Copy out each line of the records below that has the word "white" in it. Upper and lower case count, so only match that spelling.

INFORMATION SUPPLIED ▸

-----

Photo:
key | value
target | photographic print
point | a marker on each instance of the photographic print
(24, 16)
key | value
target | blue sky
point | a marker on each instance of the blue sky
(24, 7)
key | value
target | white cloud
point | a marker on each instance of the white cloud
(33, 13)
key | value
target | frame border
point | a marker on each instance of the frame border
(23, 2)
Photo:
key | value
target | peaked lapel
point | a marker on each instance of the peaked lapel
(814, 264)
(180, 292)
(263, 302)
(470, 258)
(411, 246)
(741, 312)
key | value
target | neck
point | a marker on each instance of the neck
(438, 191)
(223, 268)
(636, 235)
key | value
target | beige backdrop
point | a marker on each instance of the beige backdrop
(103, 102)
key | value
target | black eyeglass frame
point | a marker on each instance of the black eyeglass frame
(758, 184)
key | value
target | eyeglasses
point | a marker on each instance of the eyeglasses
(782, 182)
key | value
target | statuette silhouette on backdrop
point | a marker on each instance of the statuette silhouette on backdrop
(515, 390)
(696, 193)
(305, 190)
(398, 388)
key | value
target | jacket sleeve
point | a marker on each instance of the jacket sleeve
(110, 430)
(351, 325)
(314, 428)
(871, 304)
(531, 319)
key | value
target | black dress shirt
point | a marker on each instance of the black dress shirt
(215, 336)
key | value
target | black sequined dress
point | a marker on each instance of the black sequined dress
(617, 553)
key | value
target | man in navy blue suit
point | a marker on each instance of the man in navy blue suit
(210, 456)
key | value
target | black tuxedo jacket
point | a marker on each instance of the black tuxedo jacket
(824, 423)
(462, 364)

-----

EXERCISE RESULT ▸
target | white cloud
point | a marker on each instance of the white cloud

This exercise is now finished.